— YOUR OBJECTIVE —
Continue the writers' forum thread about creativity and dance from the point where it ends.

— EXCERPTED TEXT —
============================================================
Club 100 for Writers
Sorry. Hope you feel less blue soon.
>>I wonder if creativity works like that with other creative endeavors like painting, sculpting, and musical composition.
I can’t speak for those, since I never advanced beyond beginners’ luck with any of them, but I will tell you it’s like that with dance for me. I can’t choreograph a piece unless I can move my body.
Oddly, with songs or rhythms I know well I can do it in silence, and dance to the music in my head, but I can’t do it without moving, even if it’s micro-movements. My husband tells me he can tell when I’m thinking dance . . . my eyes glaze and I twitch.
Really, now that I think about it, it makes sense. You can’t swim if you aren’t in the water, after all. (Unless you’re me, and you can’t swim at all.)
Thanks, sweetie. I’m actually feeling much better today. It doesn’t hurt that I’m at home in my comfy robe with a skunk in my lap . . .
============================================================
(Collected data entries)
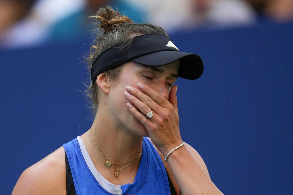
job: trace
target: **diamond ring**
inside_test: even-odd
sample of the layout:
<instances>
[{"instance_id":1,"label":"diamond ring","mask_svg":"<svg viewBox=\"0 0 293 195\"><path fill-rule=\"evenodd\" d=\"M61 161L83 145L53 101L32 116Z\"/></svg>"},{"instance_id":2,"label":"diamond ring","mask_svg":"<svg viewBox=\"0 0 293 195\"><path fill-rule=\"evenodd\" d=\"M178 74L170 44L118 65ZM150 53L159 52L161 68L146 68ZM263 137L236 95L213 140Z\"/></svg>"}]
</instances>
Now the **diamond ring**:
<instances>
[{"instance_id":1,"label":"diamond ring","mask_svg":"<svg viewBox=\"0 0 293 195\"><path fill-rule=\"evenodd\" d=\"M153 111L152 110L150 112L149 112L147 114L146 114L146 118L149 117L149 118L151 118L154 115L154 114L153 114Z\"/></svg>"}]
</instances>

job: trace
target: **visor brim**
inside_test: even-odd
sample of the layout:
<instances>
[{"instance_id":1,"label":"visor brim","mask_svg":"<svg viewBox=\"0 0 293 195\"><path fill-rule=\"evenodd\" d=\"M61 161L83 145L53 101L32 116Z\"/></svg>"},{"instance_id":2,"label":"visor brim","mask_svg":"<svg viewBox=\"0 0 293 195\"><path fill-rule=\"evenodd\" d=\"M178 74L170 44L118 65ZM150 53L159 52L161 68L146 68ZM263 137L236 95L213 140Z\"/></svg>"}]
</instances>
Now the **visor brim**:
<instances>
[{"instance_id":1,"label":"visor brim","mask_svg":"<svg viewBox=\"0 0 293 195\"><path fill-rule=\"evenodd\" d=\"M137 57L130 61L153 66L159 66L180 60L178 71L179 77L194 80L202 74L204 65L201 58L196 54L172 51L158 51Z\"/></svg>"}]
</instances>

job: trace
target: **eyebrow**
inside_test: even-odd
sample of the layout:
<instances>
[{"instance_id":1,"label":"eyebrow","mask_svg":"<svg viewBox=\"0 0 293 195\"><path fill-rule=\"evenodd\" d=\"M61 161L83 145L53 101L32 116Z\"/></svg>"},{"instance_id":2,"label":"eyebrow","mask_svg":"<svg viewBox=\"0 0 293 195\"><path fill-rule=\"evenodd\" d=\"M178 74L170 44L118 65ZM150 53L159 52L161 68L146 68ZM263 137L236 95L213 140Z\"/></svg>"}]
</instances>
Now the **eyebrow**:
<instances>
[{"instance_id":1,"label":"eyebrow","mask_svg":"<svg viewBox=\"0 0 293 195\"><path fill-rule=\"evenodd\" d=\"M149 66L147 66L146 65L143 65L143 66L145 68L150 69L154 71L155 72L157 72L158 73L163 73L164 72L164 70L163 69L161 69L157 67ZM169 76L176 79L177 79L178 78L178 75L177 74L175 74L175 73L170 73L170 74L169 75Z\"/></svg>"}]
</instances>

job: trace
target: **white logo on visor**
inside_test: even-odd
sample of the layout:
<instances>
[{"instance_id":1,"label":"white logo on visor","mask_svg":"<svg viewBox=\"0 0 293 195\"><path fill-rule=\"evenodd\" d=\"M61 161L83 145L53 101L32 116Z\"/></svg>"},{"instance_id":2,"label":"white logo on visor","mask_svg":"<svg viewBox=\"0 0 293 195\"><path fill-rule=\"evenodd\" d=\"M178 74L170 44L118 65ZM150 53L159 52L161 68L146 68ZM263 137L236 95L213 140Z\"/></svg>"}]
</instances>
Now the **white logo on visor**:
<instances>
[{"instance_id":1,"label":"white logo on visor","mask_svg":"<svg viewBox=\"0 0 293 195\"><path fill-rule=\"evenodd\" d=\"M175 48L178 51L179 51L179 49L177 48L177 47L175 46L173 43L171 42L171 41L169 41L169 42L168 42L168 44L166 45L167 47L170 47L173 48Z\"/></svg>"}]
</instances>

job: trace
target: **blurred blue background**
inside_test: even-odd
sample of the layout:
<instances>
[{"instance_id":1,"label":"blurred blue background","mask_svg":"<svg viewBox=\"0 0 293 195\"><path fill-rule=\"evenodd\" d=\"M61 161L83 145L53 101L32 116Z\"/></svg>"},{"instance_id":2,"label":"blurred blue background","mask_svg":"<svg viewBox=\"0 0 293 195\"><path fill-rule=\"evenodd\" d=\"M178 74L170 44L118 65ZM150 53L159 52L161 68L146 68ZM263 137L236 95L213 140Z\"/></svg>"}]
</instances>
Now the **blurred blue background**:
<instances>
[{"instance_id":1,"label":"blurred blue background","mask_svg":"<svg viewBox=\"0 0 293 195\"><path fill-rule=\"evenodd\" d=\"M293 192L293 23L262 19L169 31L181 51L204 61L199 79L177 82L180 131L225 194ZM1 194L91 125L81 92L92 41L86 29L67 38L2 45Z\"/></svg>"}]
</instances>

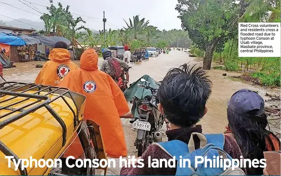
============================================================
— WRITTEN RESPONSE —
I seem to remember reading or hearing somewhere that going through dance routines (or martial art katas) in your head was one of the few activities that equally stimulated both left and right brain functions. Neat.
Glad Hobkin’s donating some skunky love.
And that left/right brain thing? Totally cool!
I still can’t do math, though. I checked.
Hey, Eugie – I was tootling around, and found a note on the Phobos website that they’re coming out w/the 3rd anthology from the short story contest. Had you heard this? Weren’t you picked as one of the winners for that one? Last I heard it was indefinitely suspended, so I was a bit surprised to see this on their site before any of the contributors mentioned it.
Here’s the link
The 3rd year was the last one. I had a story make it to the finalist round, but it didn’t place in the winners circle, and therefore isn’t in All the Rage. The story I had which won their contest, “All in My Mind,” was for their 2nd year, and it’s in the anthology Hitting the Skids in Pixeltown.
Clear as mud? But yes, the Phobos Contest is on indefinite hiatus for the time being. I’m not holding my breath on them reinstating it any time soon. A shame, but the money side wasn’t panning out.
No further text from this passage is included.